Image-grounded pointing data
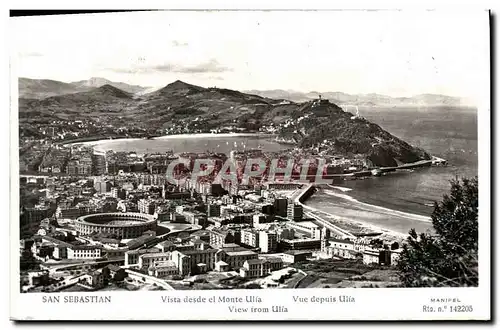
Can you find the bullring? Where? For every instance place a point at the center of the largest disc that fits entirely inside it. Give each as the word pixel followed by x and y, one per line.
pixel 121 225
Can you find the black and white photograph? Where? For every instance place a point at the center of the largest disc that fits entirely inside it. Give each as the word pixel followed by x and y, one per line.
pixel 255 155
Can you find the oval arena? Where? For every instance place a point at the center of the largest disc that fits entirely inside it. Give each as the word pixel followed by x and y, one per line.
pixel 123 225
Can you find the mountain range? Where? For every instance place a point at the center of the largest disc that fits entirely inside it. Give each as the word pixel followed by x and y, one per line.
pixel 43 88
pixel 372 99
pixel 197 109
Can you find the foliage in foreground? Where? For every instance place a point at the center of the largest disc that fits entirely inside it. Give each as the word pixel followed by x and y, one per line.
pixel 447 257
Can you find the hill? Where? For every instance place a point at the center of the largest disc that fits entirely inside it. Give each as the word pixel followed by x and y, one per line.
pixel 43 88
pixel 372 99
pixel 98 82
pixel 181 107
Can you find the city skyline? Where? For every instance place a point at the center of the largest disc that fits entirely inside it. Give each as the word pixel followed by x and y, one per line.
pixel 390 53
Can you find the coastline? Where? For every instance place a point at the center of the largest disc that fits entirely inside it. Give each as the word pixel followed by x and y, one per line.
pixel 166 137
pixel 354 227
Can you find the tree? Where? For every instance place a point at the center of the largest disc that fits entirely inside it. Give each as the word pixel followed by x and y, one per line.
pixel 395 246
pixel 447 256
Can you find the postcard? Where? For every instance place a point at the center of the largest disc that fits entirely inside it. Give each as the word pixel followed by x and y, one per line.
pixel 251 165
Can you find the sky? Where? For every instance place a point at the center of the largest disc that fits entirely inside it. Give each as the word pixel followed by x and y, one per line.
pixel 396 53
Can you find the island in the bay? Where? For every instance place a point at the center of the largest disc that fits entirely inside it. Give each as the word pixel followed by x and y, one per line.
pixel 103 219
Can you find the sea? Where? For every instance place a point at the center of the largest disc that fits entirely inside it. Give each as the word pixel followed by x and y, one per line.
pixel 397 201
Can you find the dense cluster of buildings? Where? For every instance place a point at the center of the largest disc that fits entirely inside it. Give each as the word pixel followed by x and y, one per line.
pixel 117 209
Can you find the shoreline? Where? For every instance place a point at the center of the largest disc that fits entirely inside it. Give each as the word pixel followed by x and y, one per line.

## Work item
Copy the data word for word. Pictures do not go in the copy.

## Answer to the exercise
Can you find the bullring? Where? For every instance place a point at the center of the largest disc that fits entirely inside it. Give each as the word pixel followed by x and y, one per line.
pixel 121 225
Can you find the black and white photograph? Where? For every instance place a point at the center of the largest disc that fits entirely inside it. Give each as the word pixel followed by x and y, one per line.
pixel 255 155
Can you find the oval arena? Where? For every instance place a point at the center of the largest disc that fits entirely inside it. Give each as the word pixel followed by x and y, one per line.
pixel 123 225
Can you find the mountain range? Where? For every instance place a point at the center of the largest disc that fits entirely inside it. Give each as the word pixel followed by x and y, one per line.
pixel 43 88
pixel 372 99
pixel 197 109
Can you find the foliage in foreground? Where? For every instance place a point at the center of the largest disc that fits entirely inside it. Give each as the word pixel followed by x and y, one per line.
pixel 447 257
Can you find the hill? Where? For every instance place a point at the center of the largest disc that fits entirely inside it. Give each as the word pixel followed by x and y, one per line.
pixel 43 88
pixel 372 99
pixel 98 82
pixel 181 107
Can you find the city skyline? Where? For every instance place a point at the center of the largest disc that fits entirely inside it. Give each as the word pixel followed by x and y, one per line.
pixel 390 53
Can you find the coastline? Where? For every instance place a point at the center of the largest disc that fits entirely inside it. Give each as the word pixel followed by x and y, one per line.
pixel 166 137
pixel 354 227
Can you find the tree? Where? For every instance place a point at the center of the largest disc that fits entirely inside it. Give each as the word pixel followed by x and y, one per line.
pixel 395 246
pixel 447 256
Can you find the postcard? Where? For every instance place a point at the center of the largest disc that fits entirely inside it. Give each as the word pixel followed by x and y, one per line.
pixel 251 165
Can you find the sky? Where? For every instance place a point at the center of the largest disc that fits entirely inside it. Give each as the word pixel followed by x and y, one per line.
pixel 396 53
Can you find the island in the bay? Where? For every instance place a point at the center of the largest disc that fits entirely inside it. Give each as the word pixel followed by x and y, one per line.
pixel 103 219
Can you find the sea? Where? For every instance place a point at the center of the largest disc that fits entirely inside it. Give each as the word pixel followed by x and y, one per line.
pixel 397 201
Can you find the dense cluster of buildings? Where? For every instance place a point at the center of the largest disc that fits entirely inside it. Give each as the word pixel followed by x and y, one per line.
pixel 117 209
Can you find the shoreline? Where? For every instance place a point at the center of the largest disc that fits entirely inside it. Give each as the word pixel followed by x and y, one per line.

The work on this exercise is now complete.